-- TASK DIRECTIONS --
Reproduce the entries that follow exactly, dropping each image.
[PROVIDED MATERIAL Boundary: Start]
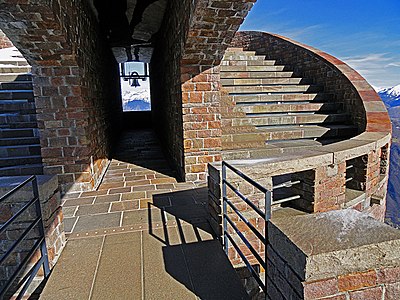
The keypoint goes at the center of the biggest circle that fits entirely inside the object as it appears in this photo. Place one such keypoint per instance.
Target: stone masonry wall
(329, 262)
(75, 85)
(50, 201)
(188, 85)
(4, 41)
(358, 97)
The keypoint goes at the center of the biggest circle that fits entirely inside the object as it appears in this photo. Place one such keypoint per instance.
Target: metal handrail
(264, 215)
(40, 244)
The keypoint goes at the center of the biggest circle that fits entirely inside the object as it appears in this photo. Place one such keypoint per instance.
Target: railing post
(224, 208)
(43, 247)
(268, 205)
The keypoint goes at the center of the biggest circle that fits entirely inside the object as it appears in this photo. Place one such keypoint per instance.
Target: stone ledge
(333, 243)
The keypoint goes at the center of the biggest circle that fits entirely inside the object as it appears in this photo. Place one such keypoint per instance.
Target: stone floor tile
(107, 198)
(94, 193)
(125, 205)
(78, 201)
(133, 195)
(101, 221)
(143, 188)
(69, 211)
(165, 272)
(69, 223)
(119, 274)
(93, 209)
(72, 278)
(142, 216)
(119, 190)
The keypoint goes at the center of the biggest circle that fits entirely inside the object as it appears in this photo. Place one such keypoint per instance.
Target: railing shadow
(192, 255)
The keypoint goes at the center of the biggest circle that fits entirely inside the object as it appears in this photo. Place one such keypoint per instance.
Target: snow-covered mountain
(390, 96)
(135, 99)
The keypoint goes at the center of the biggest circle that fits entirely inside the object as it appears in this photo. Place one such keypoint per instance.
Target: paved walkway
(142, 235)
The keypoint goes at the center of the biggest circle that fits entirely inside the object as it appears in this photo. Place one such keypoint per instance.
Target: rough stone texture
(329, 261)
(75, 95)
(187, 91)
(350, 88)
(4, 41)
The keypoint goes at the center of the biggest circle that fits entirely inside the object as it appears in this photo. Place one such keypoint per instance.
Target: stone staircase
(267, 106)
(19, 141)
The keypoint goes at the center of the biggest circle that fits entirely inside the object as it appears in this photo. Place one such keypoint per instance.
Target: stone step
(16, 125)
(295, 88)
(290, 119)
(18, 107)
(264, 81)
(309, 131)
(253, 68)
(14, 69)
(16, 85)
(14, 141)
(20, 170)
(20, 160)
(242, 144)
(18, 133)
(289, 132)
(11, 77)
(7, 118)
(18, 62)
(255, 62)
(270, 74)
(260, 108)
(236, 52)
(293, 97)
(19, 151)
(16, 94)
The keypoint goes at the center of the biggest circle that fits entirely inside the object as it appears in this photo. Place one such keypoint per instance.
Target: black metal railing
(17, 220)
(265, 215)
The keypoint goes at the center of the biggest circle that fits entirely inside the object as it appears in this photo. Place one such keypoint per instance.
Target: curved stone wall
(359, 98)
(349, 173)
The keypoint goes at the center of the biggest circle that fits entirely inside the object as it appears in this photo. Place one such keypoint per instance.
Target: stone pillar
(330, 187)
(334, 255)
(201, 119)
(4, 41)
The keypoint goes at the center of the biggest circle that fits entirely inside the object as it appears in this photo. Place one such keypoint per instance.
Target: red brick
(322, 288)
(356, 281)
(370, 294)
(389, 275)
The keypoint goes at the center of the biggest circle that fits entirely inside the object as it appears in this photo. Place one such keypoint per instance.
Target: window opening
(135, 86)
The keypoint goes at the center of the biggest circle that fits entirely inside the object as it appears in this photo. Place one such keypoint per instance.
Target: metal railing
(265, 215)
(40, 244)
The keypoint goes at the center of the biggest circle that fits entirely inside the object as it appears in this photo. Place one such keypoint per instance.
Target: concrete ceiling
(130, 26)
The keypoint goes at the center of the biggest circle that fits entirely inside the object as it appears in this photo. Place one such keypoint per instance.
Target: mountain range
(391, 98)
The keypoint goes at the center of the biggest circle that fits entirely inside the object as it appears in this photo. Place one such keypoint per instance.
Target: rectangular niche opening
(356, 177)
(135, 87)
(295, 190)
(384, 161)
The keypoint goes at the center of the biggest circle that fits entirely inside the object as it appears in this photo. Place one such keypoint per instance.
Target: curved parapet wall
(367, 110)
(351, 173)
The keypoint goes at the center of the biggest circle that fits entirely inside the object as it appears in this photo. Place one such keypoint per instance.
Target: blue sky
(364, 34)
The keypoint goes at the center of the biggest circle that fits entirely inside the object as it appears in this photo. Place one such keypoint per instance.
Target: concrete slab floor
(141, 235)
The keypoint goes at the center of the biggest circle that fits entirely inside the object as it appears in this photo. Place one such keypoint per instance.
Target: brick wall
(4, 41)
(349, 87)
(76, 86)
(186, 91)
(50, 202)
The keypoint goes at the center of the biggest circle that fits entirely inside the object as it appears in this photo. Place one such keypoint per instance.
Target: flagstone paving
(141, 235)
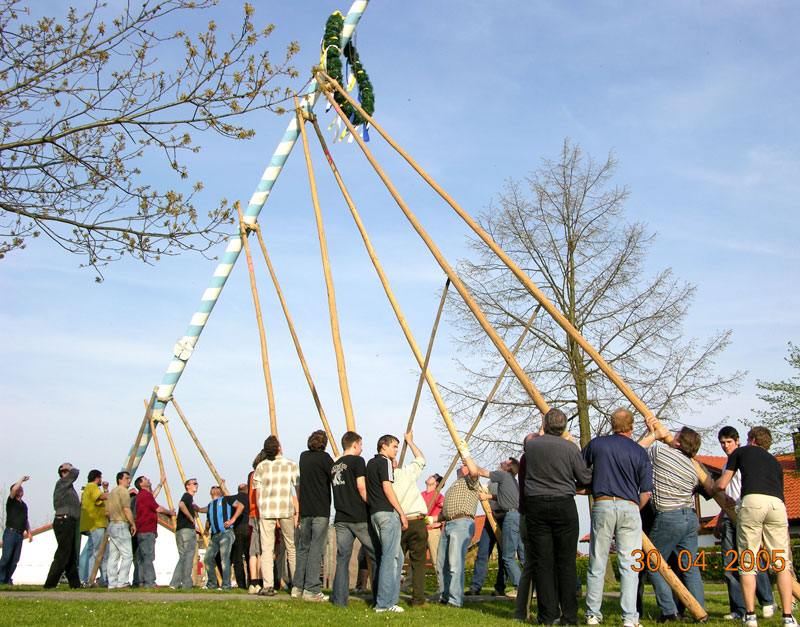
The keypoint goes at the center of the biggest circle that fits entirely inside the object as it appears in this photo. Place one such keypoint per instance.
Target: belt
(460, 516)
(614, 498)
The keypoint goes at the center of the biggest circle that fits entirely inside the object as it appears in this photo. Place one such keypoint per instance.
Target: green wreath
(331, 45)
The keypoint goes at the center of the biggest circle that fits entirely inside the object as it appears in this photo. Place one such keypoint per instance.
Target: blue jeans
(486, 545)
(12, 548)
(120, 554)
(763, 584)
(453, 545)
(345, 534)
(386, 531)
(512, 546)
(310, 542)
(89, 556)
(219, 543)
(675, 531)
(186, 539)
(145, 557)
(609, 518)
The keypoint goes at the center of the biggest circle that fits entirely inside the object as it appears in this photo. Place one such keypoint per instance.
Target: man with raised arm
(16, 524)
(121, 528)
(414, 539)
(348, 480)
(67, 505)
(387, 523)
(761, 516)
(622, 481)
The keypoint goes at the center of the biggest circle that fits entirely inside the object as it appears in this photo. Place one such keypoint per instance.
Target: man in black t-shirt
(185, 536)
(387, 522)
(16, 525)
(314, 497)
(761, 515)
(348, 480)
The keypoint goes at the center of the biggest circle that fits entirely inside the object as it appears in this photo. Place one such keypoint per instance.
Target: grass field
(101, 607)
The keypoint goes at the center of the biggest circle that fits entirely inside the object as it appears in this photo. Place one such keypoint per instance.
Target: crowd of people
(275, 528)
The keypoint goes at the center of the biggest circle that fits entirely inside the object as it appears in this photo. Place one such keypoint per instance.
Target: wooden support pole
(200, 448)
(273, 423)
(399, 314)
(296, 341)
(323, 247)
(424, 368)
(694, 607)
(486, 404)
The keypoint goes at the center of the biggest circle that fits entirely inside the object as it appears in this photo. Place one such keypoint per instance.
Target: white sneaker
(315, 598)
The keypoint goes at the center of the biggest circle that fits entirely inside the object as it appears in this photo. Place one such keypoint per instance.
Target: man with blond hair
(622, 481)
(761, 516)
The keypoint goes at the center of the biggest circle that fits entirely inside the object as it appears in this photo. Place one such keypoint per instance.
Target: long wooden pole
(424, 368)
(200, 448)
(273, 423)
(486, 404)
(694, 607)
(306, 372)
(323, 247)
(399, 314)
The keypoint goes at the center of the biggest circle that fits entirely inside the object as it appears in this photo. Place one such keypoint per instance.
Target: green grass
(221, 608)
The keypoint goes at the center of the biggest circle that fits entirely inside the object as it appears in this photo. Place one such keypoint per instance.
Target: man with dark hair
(93, 526)
(554, 469)
(222, 512)
(348, 481)
(507, 514)
(147, 511)
(121, 527)
(186, 536)
(241, 538)
(458, 515)
(16, 524)
(761, 516)
(675, 526)
(725, 530)
(65, 526)
(622, 481)
(273, 481)
(315, 509)
(388, 521)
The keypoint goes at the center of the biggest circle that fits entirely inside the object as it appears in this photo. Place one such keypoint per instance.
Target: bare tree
(564, 225)
(85, 103)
[PROVIDED MATERIAL Boundary: End]
-- TASK ANSWER --
The keypoint goes at the center of the biggest circle that fits entirely inside the object as it appears in this photo. Place one such keypoint per instance.
Target: stone masonry wall
(329, 262)
(75, 85)
(50, 201)
(188, 85)
(4, 41)
(358, 97)
The keypoint goes at the center of the biggest circle that fits entirely inside the object as it appears in this photo. Place one such keypoint per instance.
Target: metal handrail
(264, 215)
(40, 244)
The keypoint goes at the center of the biggest circle that fits entirely inside the object as it appears in this photo. Place one such keypoint per instance.
Target: railing post
(224, 208)
(43, 247)
(268, 205)
The keypoint goes at the center of the biggest circle that fits entirely inside the object as it appears in this photo. Place one such keypoint per instance.
Target: stone ledge
(333, 243)
The keypoint goes at the center of the biggest circle that fits entirely inside the object as it appears in this photo. Place one such keypoint per instance.
Target: stone floor tile
(107, 198)
(94, 193)
(125, 205)
(78, 201)
(133, 195)
(101, 221)
(143, 188)
(69, 211)
(165, 272)
(69, 223)
(119, 274)
(93, 209)
(72, 278)
(142, 216)
(119, 190)
The keypoint goes at the center of the biggest circle that fits entirely inside the object as it appears in this photo. Place one such keypoint per instance.
Target: railing shadow
(192, 255)
The keypoint goes at the center of the biggest circle that fits entirely inside the object as it appears in this photo. Place one such keypoint per instance.
Target: snow-covered mountain
(390, 96)
(135, 99)
The keypoint goes at the center of the biggest circle that fits entirely inside the object as it appears in this photo. Place one such keypoint per instance.
Target: paved walkway
(142, 235)
The keypoint goes at the center of the biggest circle that fits entirely inside the object as it appears in this photo. Place one such keypoint per instance.
Target: rough stone texture
(329, 261)
(75, 95)
(187, 91)
(350, 88)
(4, 41)
The keypoint goes at the center of the biggest circle that fits entirely inside the object as it appears in this photo. Place one such keypoint per instance.
Target: stone staircase
(267, 106)
(19, 141)
The keypoint goes at the center of the biggest circle that fits entirely inside the object as it appears in this photo. Place one such keypoint per instance.
Target: stone step
(16, 125)
(295, 88)
(290, 119)
(18, 107)
(264, 81)
(309, 131)
(253, 68)
(14, 69)
(16, 85)
(14, 141)
(20, 170)
(20, 160)
(242, 144)
(18, 133)
(289, 132)
(11, 77)
(7, 118)
(18, 62)
(255, 62)
(270, 74)
(260, 108)
(236, 52)
(293, 97)
(19, 151)
(16, 94)
The keypoint goes at the center of the biggest circle that fits entirely inside the object as it appears in this photo. Place one such keypoint per instance.
Target: black metal railing
(17, 220)
(265, 215)
The keypoint goes at the center of the biggest circle that fits entirely inside the object as it appears in this photo. Place one such keypoint per instance.
Target: curved stone wall
(359, 98)
(349, 173)
The keypoint goes at the center of the biggest circle that fits entirely inside the object as it appears in this photo. Place one such keypoint per instance.
Target: stone pillar
(330, 187)
(334, 255)
(201, 119)
(4, 41)
The keypoint goes at the center of the biggest circle that fits entirely inside the object as it appears in this photo. Place one such keypoint per instance.
Target: red brick
(322, 288)
(356, 281)
(370, 294)
(389, 275)
The keypoint goes at the center of the biggest circle that fits entirely inside the object as it appears in this photo. Place one such keypoint per instance.
Target: window opening
(135, 86)
The keypoint goes at the center of the biggest circle that fits entirely inside the object as it appears in this photo. Place one such keypoint per instance.
Target: metal railing
(265, 215)
(40, 244)
The keypoint goes at the center of the biggest circle that fits entirely inside the object as it appears in this photo. Place one such keypoint per instance.
Target: concrete ceiling
(130, 26)
The keypoint goes at the center of the biggest circle that fits entirely inside the object as it appears in this photo. Place one such keypoint per instance.
Target: mountain range
(391, 98)
The keypoint goes at the center of the biggest circle that fits entirely inside the object as it appears in this photo. Place one such keypoint per instance.
Target: rectangular niche opening
(356, 177)
(135, 87)
(295, 190)
(384, 161)
The keypoint goes at the center of the biggest circle that fits entirely inside the object as it appears in this photo. Place one such keypoint per instance.
Target: curved parapet wall
(367, 110)
(351, 173)
The keypoint goes at the center of the biggest circle that fits entirely inside the object as it appears in this photo. Place one such keypoint per instance.
Target: blue sky
(364, 34)
The keypoint goes at the center of the biggest circle that fits entirely inside the object as it appears in this photo. Place one such keypoint per instance.
Target: concrete slab floor
(141, 235)
The keypoint goes at the center of the biggest circle that fits entirely inside the object as it appears in this photo. Place one such keypoint per instance.
Target: brick wall
(4, 41)
(349, 87)
(76, 86)
(186, 91)
(50, 202)
The keypoint goes at the center of the biggest circle that fits entirely inside the object as it appears in this photo. Place one such keypoint per instance.
Target: flagstone paving
(141, 235)
The keypoint goes at the center of the biggest circle that fits entirely inside the object as it appears in this photo. Place one such keypoint per instance.
Target: belt
(460, 516)
(614, 498)
The keypoint goes at the center of the biggest circle that fits entirely inside the object as it appears in this photo. Place one such keypoint per instance.
Target: green wreath
(331, 45)
The keypoint goes at the center of the biggest circle that fits entirely inside the object as it appears in this photo. Place one such keypoint per instance.
Target: blue jeans
(486, 545)
(12, 548)
(120, 554)
(763, 584)
(453, 545)
(345, 534)
(386, 531)
(512, 546)
(310, 542)
(89, 556)
(219, 543)
(675, 531)
(186, 539)
(145, 557)
(609, 518)
The keypoint goes at the center of the biggest circle that fits entirely inside the object as it appears in this photo. Place one such keypoint per instance.
Target: man with raised arm
(16, 524)
(121, 528)
(414, 539)
(348, 480)
(67, 505)
(387, 523)
(761, 516)
(622, 481)
The keypoint goes at the center of the biggest circle that fits entirely inside the object as it appears in this photo. Place one such keypoint per instance.
Target: man in black t-shirt
(185, 536)
(387, 522)
(16, 525)
(314, 497)
(761, 515)
(348, 480)
The keypoint goes at the center of the biggest circle that fits entirely inside the object as it appears in this photo. Place one such keypoint per instance.
Target: grass field
(101, 607)
The keypoint goes at the center of the biggest circle that fits entirely inside the object as it appears in this photo. Place one such keypoint per instance.
Target: crowd of people
(275, 528)
The keypoint goes at the center of the biggest circle that fits entirely inside the object as it appears in this photo. Place one such keypoint per instance.
Target: wooden support pole
(200, 448)
(273, 423)
(399, 314)
(296, 341)
(323, 247)
(424, 368)
(694, 607)
(486, 404)
The keypoint goes at the center of the biggest circle that fits entirely inside the object as it appears in this photo. Place one such keypoint per instance.
Target: white sneaker
(315, 598)
The keypoint goes at the center of the biggest circle that fits entirely inside the object as it appears in this photo. Place one such keypoint per instance.
Target: man with blond hair
(622, 481)
(761, 516)
The keypoint goes at the center of the biggest circle that fits entirely inside the object as it appears in this photo. Place one such keypoint per instance.
Target: long wooden pole
(424, 368)
(200, 448)
(273, 423)
(486, 404)
(694, 607)
(306, 372)
(323, 247)
(399, 314)
The keypoint goes at the center of the biggest circle that fits entirely inside the object as it appears in this photo. Place one such keypoint per instance.
Target: green grass
(221, 608)
The keypoint goes at the center of the biggest circle that fits entirely inside the object as it appears in this photo. Place one such keypoint per instance.
Target: man with dark hair
(93, 526)
(554, 469)
(222, 512)
(348, 481)
(507, 514)
(147, 511)
(121, 527)
(186, 536)
(241, 538)
(458, 515)
(16, 524)
(761, 516)
(675, 526)
(725, 530)
(65, 526)
(622, 481)
(273, 481)
(315, 509)
(388, 521)
The keypoint goes at the center of the biggest circle that fits entirely inside the object as it appears in this photo. Place one such keypoint per instance.
Target: bare tree
(564, 225)
(85, 103)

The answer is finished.